* [THE PROBLEM]
Reproduce every one of the entries below word for word, changing nothing.

[Raw entries]
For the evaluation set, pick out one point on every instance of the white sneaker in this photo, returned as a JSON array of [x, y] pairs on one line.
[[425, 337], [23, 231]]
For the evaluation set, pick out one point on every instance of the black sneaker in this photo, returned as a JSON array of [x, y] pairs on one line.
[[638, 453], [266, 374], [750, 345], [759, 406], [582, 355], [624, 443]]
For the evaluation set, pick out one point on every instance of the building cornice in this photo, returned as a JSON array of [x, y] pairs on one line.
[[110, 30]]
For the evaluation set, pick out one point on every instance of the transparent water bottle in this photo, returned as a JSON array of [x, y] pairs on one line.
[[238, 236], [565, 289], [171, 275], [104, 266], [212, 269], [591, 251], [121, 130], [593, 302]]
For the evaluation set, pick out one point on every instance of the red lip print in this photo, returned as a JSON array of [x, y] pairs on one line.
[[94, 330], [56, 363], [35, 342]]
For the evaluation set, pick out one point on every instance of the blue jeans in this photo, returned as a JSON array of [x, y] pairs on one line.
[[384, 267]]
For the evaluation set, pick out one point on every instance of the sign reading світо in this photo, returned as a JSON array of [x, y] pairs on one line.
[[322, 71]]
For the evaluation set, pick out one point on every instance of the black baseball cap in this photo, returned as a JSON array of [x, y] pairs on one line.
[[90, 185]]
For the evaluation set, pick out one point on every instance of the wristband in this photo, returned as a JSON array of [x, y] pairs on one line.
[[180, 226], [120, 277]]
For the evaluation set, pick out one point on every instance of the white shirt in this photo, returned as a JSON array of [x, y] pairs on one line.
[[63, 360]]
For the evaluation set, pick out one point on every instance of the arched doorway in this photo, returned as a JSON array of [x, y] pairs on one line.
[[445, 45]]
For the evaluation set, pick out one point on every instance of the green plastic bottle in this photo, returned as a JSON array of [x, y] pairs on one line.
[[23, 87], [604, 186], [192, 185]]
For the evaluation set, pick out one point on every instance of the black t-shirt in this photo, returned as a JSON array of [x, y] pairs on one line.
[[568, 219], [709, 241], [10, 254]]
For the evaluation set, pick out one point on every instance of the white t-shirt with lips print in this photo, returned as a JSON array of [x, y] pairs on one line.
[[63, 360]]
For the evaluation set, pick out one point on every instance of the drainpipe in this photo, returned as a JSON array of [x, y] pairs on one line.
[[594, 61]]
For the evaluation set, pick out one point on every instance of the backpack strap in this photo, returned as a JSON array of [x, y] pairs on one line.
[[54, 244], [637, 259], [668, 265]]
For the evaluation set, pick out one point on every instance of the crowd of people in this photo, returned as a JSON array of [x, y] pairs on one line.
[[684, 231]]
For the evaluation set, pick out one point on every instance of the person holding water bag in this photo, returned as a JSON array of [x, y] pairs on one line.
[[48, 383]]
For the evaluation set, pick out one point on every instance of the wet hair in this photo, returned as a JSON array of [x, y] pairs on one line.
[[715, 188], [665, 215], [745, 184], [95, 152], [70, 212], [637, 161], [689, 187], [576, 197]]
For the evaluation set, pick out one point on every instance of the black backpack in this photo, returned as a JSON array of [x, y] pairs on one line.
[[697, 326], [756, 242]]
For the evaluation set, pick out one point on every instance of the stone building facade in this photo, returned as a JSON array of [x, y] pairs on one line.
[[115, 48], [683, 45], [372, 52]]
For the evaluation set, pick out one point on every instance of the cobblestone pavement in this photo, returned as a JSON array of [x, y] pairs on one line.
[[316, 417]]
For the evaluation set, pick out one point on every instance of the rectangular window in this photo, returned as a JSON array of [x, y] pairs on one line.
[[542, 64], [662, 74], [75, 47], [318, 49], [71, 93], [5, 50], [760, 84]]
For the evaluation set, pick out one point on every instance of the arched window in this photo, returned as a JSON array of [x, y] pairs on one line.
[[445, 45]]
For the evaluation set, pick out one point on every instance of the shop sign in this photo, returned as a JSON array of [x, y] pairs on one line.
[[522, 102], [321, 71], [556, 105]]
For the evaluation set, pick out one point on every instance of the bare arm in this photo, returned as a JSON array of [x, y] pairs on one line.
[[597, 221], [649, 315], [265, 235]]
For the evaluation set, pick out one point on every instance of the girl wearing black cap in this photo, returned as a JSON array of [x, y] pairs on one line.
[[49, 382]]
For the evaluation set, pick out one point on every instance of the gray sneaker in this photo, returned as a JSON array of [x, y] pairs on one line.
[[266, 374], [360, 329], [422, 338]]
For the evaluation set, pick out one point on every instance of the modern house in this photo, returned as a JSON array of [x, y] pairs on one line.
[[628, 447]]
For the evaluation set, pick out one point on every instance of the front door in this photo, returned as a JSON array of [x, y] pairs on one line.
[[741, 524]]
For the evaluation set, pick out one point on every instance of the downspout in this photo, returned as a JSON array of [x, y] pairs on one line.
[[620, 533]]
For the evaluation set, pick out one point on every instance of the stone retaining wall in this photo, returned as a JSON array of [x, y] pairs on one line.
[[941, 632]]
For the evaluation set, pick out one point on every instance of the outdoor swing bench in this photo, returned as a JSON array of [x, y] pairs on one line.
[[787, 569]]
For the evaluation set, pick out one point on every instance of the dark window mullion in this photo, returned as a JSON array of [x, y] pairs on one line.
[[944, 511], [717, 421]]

* [WRITTEN RESPONSE]
For the evaluation set, pick out one point on every instance of the white sneaker in this photo, returned as a JSON array of [x, y] pairs on one line.
[[425, 337], [23, 231]]
For the evaluation set, pick out one point on every instance of the black sneaker in this photo, returned as a JSON array of [x, y] pairs on one line.
[[638, 453], [266, 374], [750, 345], [759, 406], [582, 355], [624, 443]]
For the evaluation set, pick out one point on every instance of the building cornice in this photo, returned as a JSON array of [x, y] pairs on one line.
[[110, 30]]
For the evaluation set, pick out one point on every instance of the transparent water bottle in this photo, returned as a JSON array of [x, y] pairs on one line.
[[238, 236], [565, 289], [171, 275], [104, 266], [212, 269], [591, 251], [121, 130], [593, 302]]
For the evaluation set, pick out one point on every instance of the red lip print in this photo, returned as a JSON array of [x, y] pairs on one line.
[[94, 330], [56, 363], [35, 342]]
For the evaluation set, pick out one point on every instance of the blue jeans in this photo, returned as a JSON array of [x, y] pairs on one line.
[[384, 267]]
For the evaluation set, pick out one point on every instance of the sign reading світо in this photo, returned as a JSON array of [x, y] pairs on one line.
[[322, 71]]
For the evaluation set, pick out one point on every instance of the black baseball cap in this photo, returned as a JSON array of [x, y] pairs on one line.
[[90, 185]]
For the evaluation set, pick out one point on every instance of the wristband in this photo, returned as a JSON array of [x, y] pairs on one line.
[[180, 226], [120, 277]]
For the evaluation set, pick out one point on every instance of the white shirt in this photo, returned as a JSON array of [x, y] pairs on one line.
[[63, 360]]
For the evaluation set, pick out one point on every instance of the arched doorway in this photo, returned as a JSON array of [x, y] pairs on one line.
[[445, 45]]
For the evaluation set, pick out one point on every instance of the green plastic bottle in this photo, returned as a JSON array of [x, y] pairs on one line.
[[23, 87], [604, 186], [192, 185]]
For the evaluation set, pick out one point on every instance of the black t-shirt in this photo, returned as a JSON array of [x, y] pairs on one line.
[[568, 219], [709, 241], [10, 254]]
For the evaluation set, pick out one point on every instance of the white t-shirt with lips print in this photo, returned as a JSON array of [x, y] pairs on one line.
[[63, 360]]
For the evaluation set, pick out one point on every instance of the drainpipe in this photo, returned as a JSON array of [x, y] pairs on one line.
[[594, 61]]
For the evaluation set, pick out one point on every instance of the backpack strap in this photo, returned as a JSON array of [x, y] pairs on one line.
[[54, 244], [637, 259], [668, 265]]
For the evaluation set, pick out one point on every instance of the crowd of people in this photo, returned as a JSON array of [x, y] pairs on one line.
[[684, 231]]
For the evaluation set, pick out one point on every instance of the person holding water bag in this photo, returned as a JSON array of [x, y] pairs on one line.
[[48, 383]]
For the evaluation set, pick out one point on every instance of the wet hair in this photo, returned as a JSON array of [x, y] pairs on one line.
[[715, 188], [665, 215], [745, 184], [95, 152], [70, 212], [637, 161], [689, 187], [576, 197]]
For the evaluation set, pick out one point on every instance of the black backpack in this photo, returned as a JSON array of [x, y] pairs on one line.
[[697, 326], [756, 242]]
For the evaluation set, pick out one point on every instance of the stone building facade in this photo, returned as a JSON array of [x, y] pairs on one line.
[[115, 48], [683, 45], [372, 52]]
For the evaluation set, pick out one point on every instance of the cobblestone pavement in this photo, returned as a JSON array of [x, y] pairs on one line.
[[316, 417]]
For the evaluation set, pick out one point on every instance of the rectangular window in this photo, returned as a JSON array of [x, y] pairs on one line.
[[542, 64], [662, 74], [75, 47], [318, 49], [71, 93], [5, 50], [760, 84]]
For the evaluation set, pick out one point on every instance of the arched window in this photo, returned as a JSON array of [x, y] pairs on one line.
[[445, 45]]
For the evaluation set, pick out one point on every instance of the shop sign in this photo, returned as a JSON array of [x, y] pairs on one line.
[[522, 102], [321, 71], [556, 105]]
For the evaluation set, pick out one point on every instance of the bare arm in this photo, returned as a JSON array of [x, y] pairs on one line.
[[597, 221], [649, 315], [265, 235]]
For the evaluation set, pick out one point on every instance of the girl wearing black cap in this photo, returned as a JSON array of [x, y] pairs on one line.
[[49, 382]]
For the evaluation set, pick out one point on every instance of the gray sneaker in this photo, returned as a JSON array of [x, y] pairs on one line.
[[266, 374], [360, 329], [422, 338]]
For the evaluation set, pick out one point on every instance of the modern house in this photo, returned as a JSON array of [x, y] pairs on one line.
[[628, 447]]
For the evaluation set, pick out one point on every instance of the front door in this photo, returned as a JSON array of [x, y] pairs on one line.
[[741, 524]]
For the evaluation set, pick out one point on every instance of the downspout in this photo, returned as a JSON array of [x, y] pairs on one line.
[[620, 533]]
For the evaluation set, pick out one point on every instance of the stone retaining wall in this photo, returned as a JSON array of [x, y] pairs on one line.
[[941, 632]]
For the evaluation set, pick out one point on every instance of the outdoor swing bench in this photo, returned as a JSON array of [x, y] pairs on one line.
[[787, 569]]
For the evaluation set, pick out one point on every instance of the dark window mullion in this photo, returned as a JSON array of [x, y] pairs on one line.
[[944, 511], [717, 421]]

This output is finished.